* What to do *
Rewrite the data from its start through the line containing "x=1095 y=265", inclusive, swapping every "Query" for "Prompt" and changing nothing else. Leave out any pictures.

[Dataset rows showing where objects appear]

_ _ _

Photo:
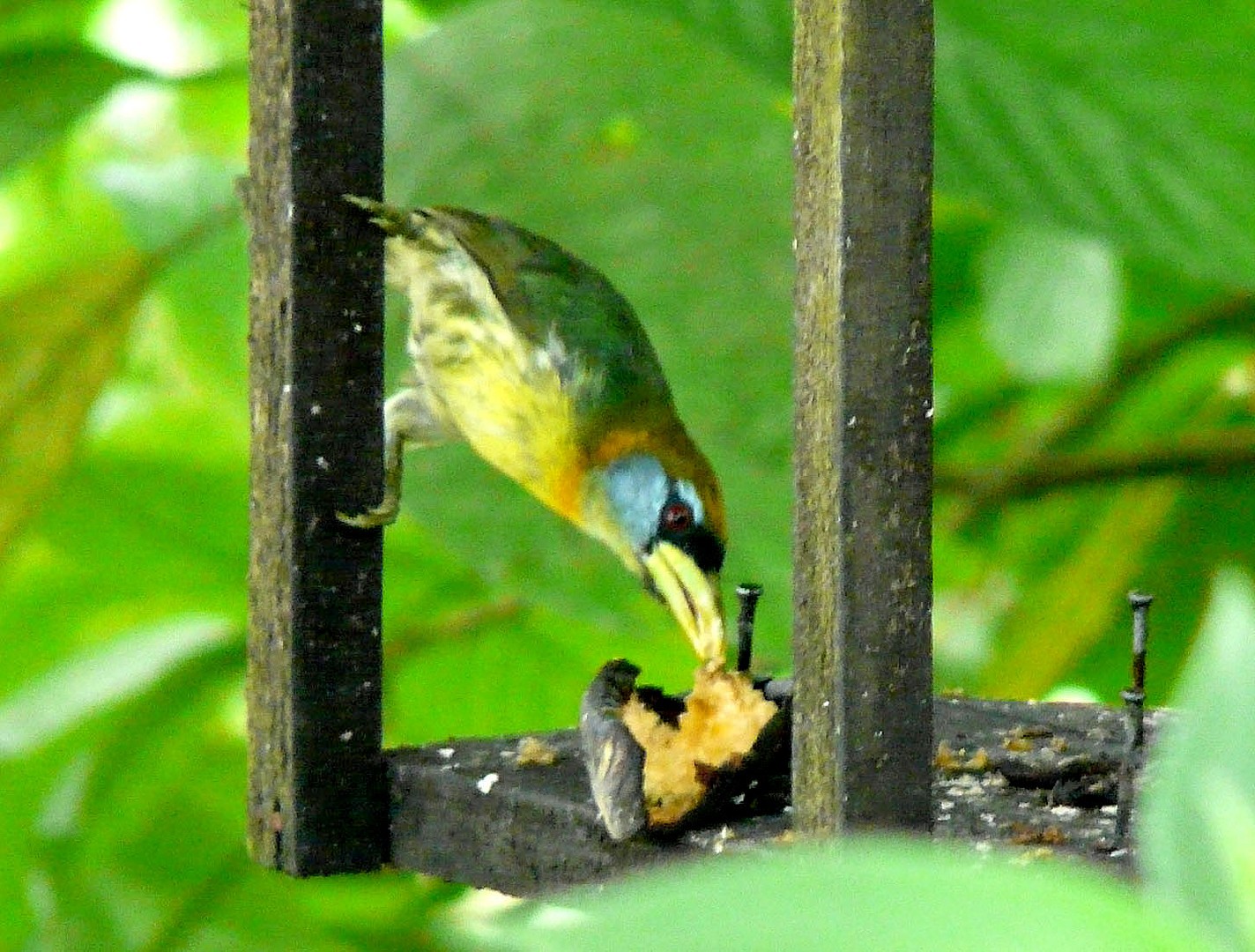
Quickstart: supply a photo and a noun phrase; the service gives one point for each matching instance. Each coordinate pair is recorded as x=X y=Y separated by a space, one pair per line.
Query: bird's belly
x=506 y=399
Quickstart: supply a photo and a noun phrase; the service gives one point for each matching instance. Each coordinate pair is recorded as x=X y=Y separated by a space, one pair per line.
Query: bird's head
x=663 y=515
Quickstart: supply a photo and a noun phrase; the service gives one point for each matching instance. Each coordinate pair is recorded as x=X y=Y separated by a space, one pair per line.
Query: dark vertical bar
x=863 y=744
x=316 y=795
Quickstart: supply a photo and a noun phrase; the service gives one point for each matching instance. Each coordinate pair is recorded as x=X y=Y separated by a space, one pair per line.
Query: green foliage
x=1199 y=825
x=855 y=896
x=1095 y=265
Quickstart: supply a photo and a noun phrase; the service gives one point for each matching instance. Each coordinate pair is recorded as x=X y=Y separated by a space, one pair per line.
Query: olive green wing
x=568 y=310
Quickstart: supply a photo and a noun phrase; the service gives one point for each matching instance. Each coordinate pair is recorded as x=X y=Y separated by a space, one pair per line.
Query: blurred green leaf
x=861 y=895
x=45 y=91
x=83 y=686
x=1063 y=614
x=1130 y=122
x=1052 y=303
x=1198 y=824
x=62 y=342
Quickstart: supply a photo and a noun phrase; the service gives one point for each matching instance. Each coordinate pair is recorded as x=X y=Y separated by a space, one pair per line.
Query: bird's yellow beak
x=693 y=598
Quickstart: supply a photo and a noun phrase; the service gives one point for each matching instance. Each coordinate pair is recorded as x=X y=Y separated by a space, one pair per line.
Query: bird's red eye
x=677 y=517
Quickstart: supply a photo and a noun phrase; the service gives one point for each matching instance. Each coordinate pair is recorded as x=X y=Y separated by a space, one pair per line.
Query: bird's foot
x=384 y=514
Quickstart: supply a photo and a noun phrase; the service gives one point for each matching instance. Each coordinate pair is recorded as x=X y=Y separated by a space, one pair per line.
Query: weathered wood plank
x=316 y=797
x=1041 y=777
x=864 y=405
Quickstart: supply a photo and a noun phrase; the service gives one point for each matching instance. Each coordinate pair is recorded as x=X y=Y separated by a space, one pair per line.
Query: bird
x=541 y=366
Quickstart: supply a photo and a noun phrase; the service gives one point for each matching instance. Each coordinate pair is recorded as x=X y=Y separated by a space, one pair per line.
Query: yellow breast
x=499 y=390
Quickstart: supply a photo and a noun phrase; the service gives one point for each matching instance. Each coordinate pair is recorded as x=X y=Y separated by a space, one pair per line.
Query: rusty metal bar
x=863 y=740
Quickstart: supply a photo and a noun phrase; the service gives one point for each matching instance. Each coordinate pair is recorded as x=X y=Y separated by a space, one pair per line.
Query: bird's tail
x=390 y=219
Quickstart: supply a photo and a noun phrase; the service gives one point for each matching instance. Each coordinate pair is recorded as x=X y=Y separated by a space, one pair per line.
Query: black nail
x=746 y=593
x=1135 y=718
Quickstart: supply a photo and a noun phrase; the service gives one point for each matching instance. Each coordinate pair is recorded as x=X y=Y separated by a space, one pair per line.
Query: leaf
x=1198 y=824
x=85 y=685
x=62 y=340
x=45 y=91
x=1052 y=303
x=861 y=895
x=1130 y=122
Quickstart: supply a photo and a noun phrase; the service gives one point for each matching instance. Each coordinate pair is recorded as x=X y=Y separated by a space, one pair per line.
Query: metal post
x=863 y=738
x=316 y=790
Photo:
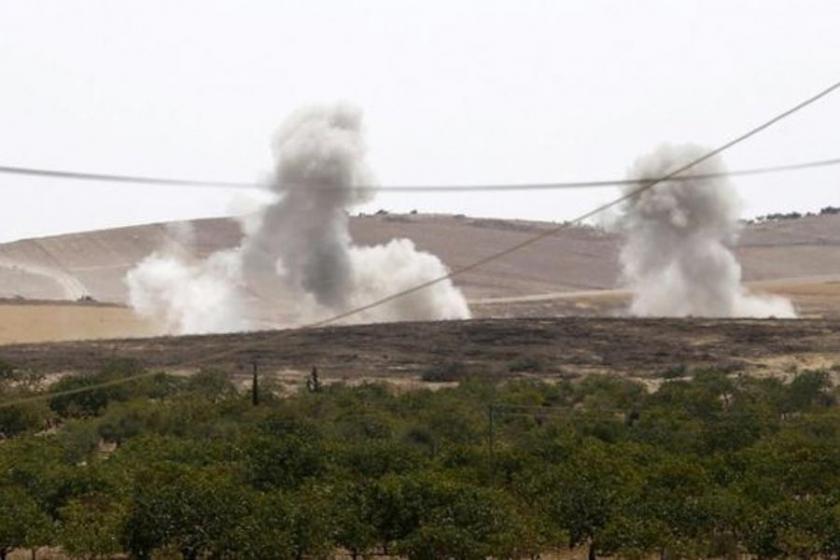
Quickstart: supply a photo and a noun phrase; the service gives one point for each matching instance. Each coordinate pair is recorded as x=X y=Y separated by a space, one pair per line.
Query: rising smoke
x=298 y=263
x=677 y=256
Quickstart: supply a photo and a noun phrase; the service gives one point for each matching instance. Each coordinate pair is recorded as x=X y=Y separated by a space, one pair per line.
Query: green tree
x=92 y=526
x=23 y=524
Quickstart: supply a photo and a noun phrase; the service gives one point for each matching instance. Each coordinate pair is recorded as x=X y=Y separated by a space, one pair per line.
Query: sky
x=453 y=92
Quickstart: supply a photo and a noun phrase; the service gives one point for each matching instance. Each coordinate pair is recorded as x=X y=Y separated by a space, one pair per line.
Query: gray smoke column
x=677 y=256
x=320 y=174
x=298 y=263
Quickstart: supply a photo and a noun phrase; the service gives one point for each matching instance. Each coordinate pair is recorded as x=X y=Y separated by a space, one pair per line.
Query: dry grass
x=52 y=322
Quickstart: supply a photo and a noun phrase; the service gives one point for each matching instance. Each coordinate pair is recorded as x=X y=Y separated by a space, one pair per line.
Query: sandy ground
x=558 y=348
x=55 y=321
x=44 y=321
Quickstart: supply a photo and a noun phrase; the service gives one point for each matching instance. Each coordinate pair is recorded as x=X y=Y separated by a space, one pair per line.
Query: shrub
x=447 y=371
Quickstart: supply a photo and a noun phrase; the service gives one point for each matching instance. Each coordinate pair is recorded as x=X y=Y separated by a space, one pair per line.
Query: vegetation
x=708 y=465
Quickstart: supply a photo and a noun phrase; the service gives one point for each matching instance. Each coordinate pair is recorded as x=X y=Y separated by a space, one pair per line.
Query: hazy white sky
x=453 y=92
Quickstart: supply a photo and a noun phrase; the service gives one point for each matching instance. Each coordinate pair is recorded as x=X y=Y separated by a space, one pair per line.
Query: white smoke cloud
x=297 y=262
x=677 y=256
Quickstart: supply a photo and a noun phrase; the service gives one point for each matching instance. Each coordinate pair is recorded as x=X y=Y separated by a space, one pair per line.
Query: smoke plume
x=677 y=257
x=298 y=263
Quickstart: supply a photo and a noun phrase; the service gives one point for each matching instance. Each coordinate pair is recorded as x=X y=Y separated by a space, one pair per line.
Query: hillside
x=94 y=263
x=572 y=273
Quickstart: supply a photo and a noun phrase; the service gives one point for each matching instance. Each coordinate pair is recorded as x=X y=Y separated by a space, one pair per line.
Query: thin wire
x=597 y=210
x=198 y=183
x=500 y=254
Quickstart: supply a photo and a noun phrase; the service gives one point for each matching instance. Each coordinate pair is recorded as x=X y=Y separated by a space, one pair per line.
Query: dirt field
x=555 y=348
x=41 y=321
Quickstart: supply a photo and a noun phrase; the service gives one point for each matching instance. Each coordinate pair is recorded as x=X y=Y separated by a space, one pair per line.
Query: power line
x=492 y=257
x=199 y=183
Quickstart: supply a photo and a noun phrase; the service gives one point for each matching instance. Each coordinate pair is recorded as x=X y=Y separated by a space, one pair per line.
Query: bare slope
x=94 y=263
x=549 y=348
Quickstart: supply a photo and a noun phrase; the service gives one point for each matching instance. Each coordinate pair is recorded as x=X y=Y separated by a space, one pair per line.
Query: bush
x=526 y=364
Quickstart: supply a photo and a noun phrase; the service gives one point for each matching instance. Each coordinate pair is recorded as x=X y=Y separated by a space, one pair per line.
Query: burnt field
x=447 y=351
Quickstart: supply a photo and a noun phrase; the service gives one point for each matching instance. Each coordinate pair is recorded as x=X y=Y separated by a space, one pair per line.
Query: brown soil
x=562 y=348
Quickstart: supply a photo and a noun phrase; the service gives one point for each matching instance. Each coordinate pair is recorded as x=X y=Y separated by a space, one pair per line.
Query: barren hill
x=94 y=263
x=574 y=272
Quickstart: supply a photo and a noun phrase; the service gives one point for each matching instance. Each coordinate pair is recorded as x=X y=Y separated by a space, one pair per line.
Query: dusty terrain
x=574 y=273
x=550 y=348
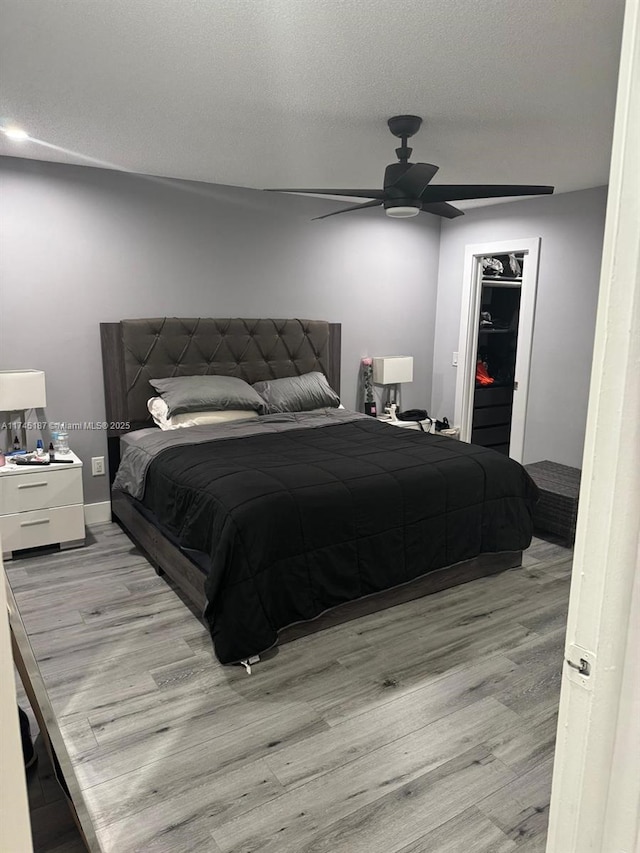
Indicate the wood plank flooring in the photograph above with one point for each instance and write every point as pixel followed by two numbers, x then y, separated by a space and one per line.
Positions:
pixel 425 728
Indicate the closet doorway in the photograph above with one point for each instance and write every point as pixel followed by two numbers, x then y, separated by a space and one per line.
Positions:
pixel 494 350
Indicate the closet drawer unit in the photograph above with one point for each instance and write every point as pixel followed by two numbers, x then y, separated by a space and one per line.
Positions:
pixel 41 527
pixel 492 397
pixel 491 416
pixel 487 436
pixel 41 489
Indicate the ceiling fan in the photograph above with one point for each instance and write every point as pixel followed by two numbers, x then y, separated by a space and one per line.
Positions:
pixel 407 190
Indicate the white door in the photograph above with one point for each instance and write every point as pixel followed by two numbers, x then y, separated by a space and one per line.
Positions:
pixel 469 326
pixel 595 799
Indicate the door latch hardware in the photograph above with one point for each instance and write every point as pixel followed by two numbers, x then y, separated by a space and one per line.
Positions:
pixel 584 667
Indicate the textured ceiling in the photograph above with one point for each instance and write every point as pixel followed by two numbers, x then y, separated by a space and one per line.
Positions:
pixel 263 93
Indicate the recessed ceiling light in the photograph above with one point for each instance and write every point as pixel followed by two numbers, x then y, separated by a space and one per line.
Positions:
pixel 15 133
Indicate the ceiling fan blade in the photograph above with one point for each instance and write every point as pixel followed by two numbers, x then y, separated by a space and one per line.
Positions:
pixel 452 192
pixel 353 193
pixel 375 203
pixel 443 209
pixel 415 179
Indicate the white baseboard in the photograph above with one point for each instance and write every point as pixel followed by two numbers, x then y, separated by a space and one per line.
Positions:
pixel 97 513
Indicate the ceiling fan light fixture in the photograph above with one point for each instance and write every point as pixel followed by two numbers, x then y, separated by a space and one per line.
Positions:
pixel 402 211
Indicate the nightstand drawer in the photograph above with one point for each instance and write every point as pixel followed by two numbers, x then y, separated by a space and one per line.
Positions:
pixel 40 489
pixel 41 527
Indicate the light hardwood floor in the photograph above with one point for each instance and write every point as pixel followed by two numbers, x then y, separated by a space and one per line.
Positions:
pixel 425 728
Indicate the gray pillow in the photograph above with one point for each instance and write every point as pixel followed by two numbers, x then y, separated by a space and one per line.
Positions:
pixel 298 393
pixel 207 393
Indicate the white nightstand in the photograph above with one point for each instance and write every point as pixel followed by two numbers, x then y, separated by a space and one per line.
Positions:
pixel 41 506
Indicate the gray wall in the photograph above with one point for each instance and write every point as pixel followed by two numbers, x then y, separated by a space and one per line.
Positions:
pixel 572 227
pixel 80 246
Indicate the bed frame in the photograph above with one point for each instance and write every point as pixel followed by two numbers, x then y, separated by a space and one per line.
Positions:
pixel 134 351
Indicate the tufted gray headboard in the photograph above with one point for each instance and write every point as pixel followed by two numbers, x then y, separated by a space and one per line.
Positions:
pixel 134 351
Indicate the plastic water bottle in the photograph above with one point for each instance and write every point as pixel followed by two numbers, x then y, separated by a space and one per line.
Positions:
pixel 62 445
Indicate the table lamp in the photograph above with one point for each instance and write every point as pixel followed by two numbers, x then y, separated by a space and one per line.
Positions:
pixel 392 371
pixel 20 391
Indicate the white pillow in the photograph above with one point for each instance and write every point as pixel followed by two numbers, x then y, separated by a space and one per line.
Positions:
pixel 160 411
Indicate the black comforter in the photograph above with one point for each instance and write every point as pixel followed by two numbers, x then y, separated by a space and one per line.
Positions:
pixel 297 522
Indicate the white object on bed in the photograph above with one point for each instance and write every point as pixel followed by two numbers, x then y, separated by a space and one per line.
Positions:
pixel 160 413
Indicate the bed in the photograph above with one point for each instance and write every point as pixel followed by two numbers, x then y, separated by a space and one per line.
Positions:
pixel 277 526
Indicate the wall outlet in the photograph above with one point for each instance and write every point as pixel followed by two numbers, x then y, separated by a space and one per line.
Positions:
pixel 97 466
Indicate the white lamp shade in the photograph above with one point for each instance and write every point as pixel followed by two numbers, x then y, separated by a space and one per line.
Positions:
pixel 392 369
pixel 22 389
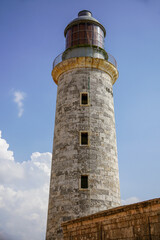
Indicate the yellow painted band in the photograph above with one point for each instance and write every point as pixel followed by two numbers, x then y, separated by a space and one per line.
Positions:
pixel 84 62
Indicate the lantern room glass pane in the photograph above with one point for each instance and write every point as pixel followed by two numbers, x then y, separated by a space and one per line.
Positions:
pixel 84 33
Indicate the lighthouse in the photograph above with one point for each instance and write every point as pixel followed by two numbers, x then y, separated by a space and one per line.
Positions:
pixel 84 172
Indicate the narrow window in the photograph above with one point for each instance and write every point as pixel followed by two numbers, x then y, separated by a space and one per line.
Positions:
pixel 84 181
pixel 84 138
pixel 84 99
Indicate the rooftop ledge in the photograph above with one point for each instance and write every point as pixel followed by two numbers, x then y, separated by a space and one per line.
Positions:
pixel 87 57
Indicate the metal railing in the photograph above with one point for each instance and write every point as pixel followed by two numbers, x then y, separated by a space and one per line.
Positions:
pixel 85 52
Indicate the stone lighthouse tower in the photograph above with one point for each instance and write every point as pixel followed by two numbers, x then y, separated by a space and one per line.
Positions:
pixel 84 174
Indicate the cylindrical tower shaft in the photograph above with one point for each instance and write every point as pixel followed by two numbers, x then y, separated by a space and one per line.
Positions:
pixel 84 174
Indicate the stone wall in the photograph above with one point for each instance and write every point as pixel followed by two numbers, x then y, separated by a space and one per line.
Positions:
pixel 140 221
pixel 70 160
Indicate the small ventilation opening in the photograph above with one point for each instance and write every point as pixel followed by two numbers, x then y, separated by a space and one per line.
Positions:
pixel 84 182
pixel 84 138
pixel 84 98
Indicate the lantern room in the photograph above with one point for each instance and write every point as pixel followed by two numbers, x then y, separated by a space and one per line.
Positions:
pixel 84 31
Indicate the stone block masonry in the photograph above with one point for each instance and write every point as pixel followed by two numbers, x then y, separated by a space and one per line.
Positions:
pixel 71 160
pixel 139 221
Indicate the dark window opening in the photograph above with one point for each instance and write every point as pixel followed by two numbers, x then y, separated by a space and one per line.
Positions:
pixel 84 138
pixel 84 98
pixel 84 182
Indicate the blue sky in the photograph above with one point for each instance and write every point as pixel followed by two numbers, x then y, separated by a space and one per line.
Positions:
pixel 31 36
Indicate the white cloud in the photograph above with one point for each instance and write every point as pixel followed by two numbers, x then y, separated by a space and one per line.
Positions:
pixel 24 189
pixel 130 200
pixel 18 99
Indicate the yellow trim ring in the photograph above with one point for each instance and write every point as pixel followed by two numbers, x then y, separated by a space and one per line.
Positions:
pixel 84 62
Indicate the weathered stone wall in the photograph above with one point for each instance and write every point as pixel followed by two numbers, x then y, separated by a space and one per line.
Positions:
pixel 140 221
pixel 70 160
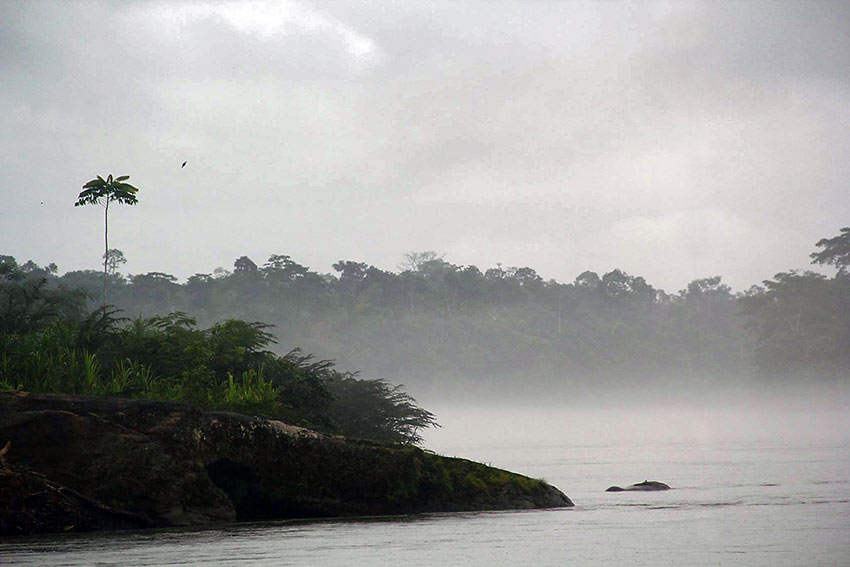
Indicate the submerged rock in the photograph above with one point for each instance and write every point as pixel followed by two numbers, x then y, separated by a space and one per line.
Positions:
pixel 83 463
pixel 645 486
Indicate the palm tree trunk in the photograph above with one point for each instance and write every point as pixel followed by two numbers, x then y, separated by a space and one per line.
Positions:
pixel 105 244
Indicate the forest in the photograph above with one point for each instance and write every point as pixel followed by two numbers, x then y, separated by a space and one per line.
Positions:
pixel 436 327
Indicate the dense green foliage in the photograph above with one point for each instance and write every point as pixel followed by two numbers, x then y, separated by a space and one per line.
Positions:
pixel 50 343
pixel 443 327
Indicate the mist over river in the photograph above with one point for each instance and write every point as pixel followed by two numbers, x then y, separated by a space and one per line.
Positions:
pixel 764 486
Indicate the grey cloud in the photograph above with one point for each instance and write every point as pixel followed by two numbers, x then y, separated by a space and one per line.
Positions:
pixel 671 140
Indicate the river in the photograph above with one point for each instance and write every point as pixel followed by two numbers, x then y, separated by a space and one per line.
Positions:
pixel 749 488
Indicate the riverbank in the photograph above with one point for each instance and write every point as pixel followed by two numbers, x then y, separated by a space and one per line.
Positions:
pixel 88 463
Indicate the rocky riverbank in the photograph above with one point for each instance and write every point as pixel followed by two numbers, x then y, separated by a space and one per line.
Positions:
pixel 80 463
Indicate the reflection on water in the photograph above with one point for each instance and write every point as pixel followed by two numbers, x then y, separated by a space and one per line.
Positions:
pixel 735 501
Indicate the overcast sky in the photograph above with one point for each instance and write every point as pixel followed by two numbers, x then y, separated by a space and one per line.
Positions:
pixel 670 140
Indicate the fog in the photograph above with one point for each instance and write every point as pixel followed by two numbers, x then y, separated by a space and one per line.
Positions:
pixel 570 209
pixel 671 140
pixel 770 416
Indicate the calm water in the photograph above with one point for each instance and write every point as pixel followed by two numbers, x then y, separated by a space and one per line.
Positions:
pixel 769 488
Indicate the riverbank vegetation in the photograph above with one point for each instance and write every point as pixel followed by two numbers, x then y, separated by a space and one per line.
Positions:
pixel 50 342
pixel 436 326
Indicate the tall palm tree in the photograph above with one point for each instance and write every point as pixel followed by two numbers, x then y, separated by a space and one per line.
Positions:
pixel 102 191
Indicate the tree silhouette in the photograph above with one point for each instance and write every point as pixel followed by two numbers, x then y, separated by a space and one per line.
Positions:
pixel 102 191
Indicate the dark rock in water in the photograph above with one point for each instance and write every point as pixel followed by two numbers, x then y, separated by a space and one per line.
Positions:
pixel 645 486
pixel 82 463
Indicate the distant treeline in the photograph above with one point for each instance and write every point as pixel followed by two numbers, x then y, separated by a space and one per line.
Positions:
pixel 446 326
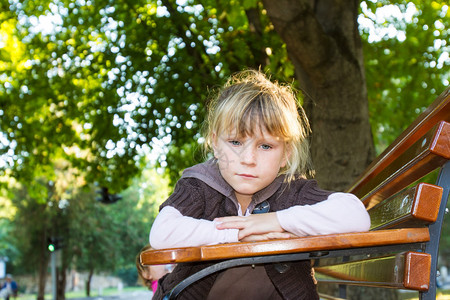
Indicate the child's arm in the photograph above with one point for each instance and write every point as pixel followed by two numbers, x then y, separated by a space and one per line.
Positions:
pixel 171 229
pixel 340 213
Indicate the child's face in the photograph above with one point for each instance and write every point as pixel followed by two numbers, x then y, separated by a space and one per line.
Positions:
pixel 249 163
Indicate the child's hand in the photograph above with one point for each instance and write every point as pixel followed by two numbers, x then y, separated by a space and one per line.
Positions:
pixel 268 236
pixel 254 225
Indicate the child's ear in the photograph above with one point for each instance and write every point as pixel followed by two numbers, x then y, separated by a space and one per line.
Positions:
pixel 286 156
pixel 214 145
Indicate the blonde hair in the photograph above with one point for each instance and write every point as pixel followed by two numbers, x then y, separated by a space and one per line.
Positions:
pixel 249 99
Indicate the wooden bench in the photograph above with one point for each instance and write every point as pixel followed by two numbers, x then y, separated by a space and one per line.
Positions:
pixel 400 250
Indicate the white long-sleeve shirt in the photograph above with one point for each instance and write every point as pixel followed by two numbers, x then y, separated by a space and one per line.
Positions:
pixel 340 213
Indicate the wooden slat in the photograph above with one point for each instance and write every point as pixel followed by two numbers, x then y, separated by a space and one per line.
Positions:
pixel 411 207
pixel 410 270
pixel 424 156
pixel 438 111
pixel 284 246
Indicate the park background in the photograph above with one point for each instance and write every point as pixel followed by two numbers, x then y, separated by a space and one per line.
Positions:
pixel 100 94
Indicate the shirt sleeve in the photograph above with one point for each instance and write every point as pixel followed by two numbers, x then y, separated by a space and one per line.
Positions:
pixel 171 229
pixel 339 213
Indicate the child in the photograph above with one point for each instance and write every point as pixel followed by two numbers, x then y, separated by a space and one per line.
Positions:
pixel 258 134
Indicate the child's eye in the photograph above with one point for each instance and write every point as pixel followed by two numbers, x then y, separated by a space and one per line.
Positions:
pixel 234 143
pixel 266 147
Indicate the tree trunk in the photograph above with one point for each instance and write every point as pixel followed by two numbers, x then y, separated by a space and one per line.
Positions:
pixel 61 281
pixel 324 45
pixel 88 283
pixel 43 264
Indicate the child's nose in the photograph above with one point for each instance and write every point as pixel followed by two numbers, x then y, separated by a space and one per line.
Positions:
pixel 248 156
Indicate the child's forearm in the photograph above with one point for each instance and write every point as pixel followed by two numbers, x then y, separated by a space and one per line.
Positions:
pixel 172 229
pixel 340 213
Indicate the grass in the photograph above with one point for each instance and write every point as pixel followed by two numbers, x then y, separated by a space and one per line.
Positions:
pixel 82 294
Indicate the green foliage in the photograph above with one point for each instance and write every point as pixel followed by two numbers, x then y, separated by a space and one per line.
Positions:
pixel 405 73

_ _ _

* Exercise answer *
Photo:
Quickstart: supply a photo and a noun phrase; the service gives one point for each matching instance. Each coordinate pair is recorded as x=X y=Y separated by a space, one pair per line.
Prompt: bird's belly
x=506 y=399
Quickstart: supply a photo and a noun phrase; the service gives one point for each matching instance. Each coordinate pair is recorded as x=X y=Y separated by a space, one pair per line.
Prompt: bird's head
x=663 y=515
Quickstart: supply a photo and a noun phrase; the service gives one point for each matching instance. Each coordinate pair is recorded as x=X y=Y separated by a space, one pair per line.
Prompt: dark vertical bar
x=863 y=744
x=316 y=795
Quickstart: supply a photo and a noun phrase; the service gives one point for each matching instance. Each coordinate pair is recorded as x=X y=Y separated by a space, one pair per line.
Prompt: green foliage
x=1199 y=825
x=855 y=896
x=1095 y=265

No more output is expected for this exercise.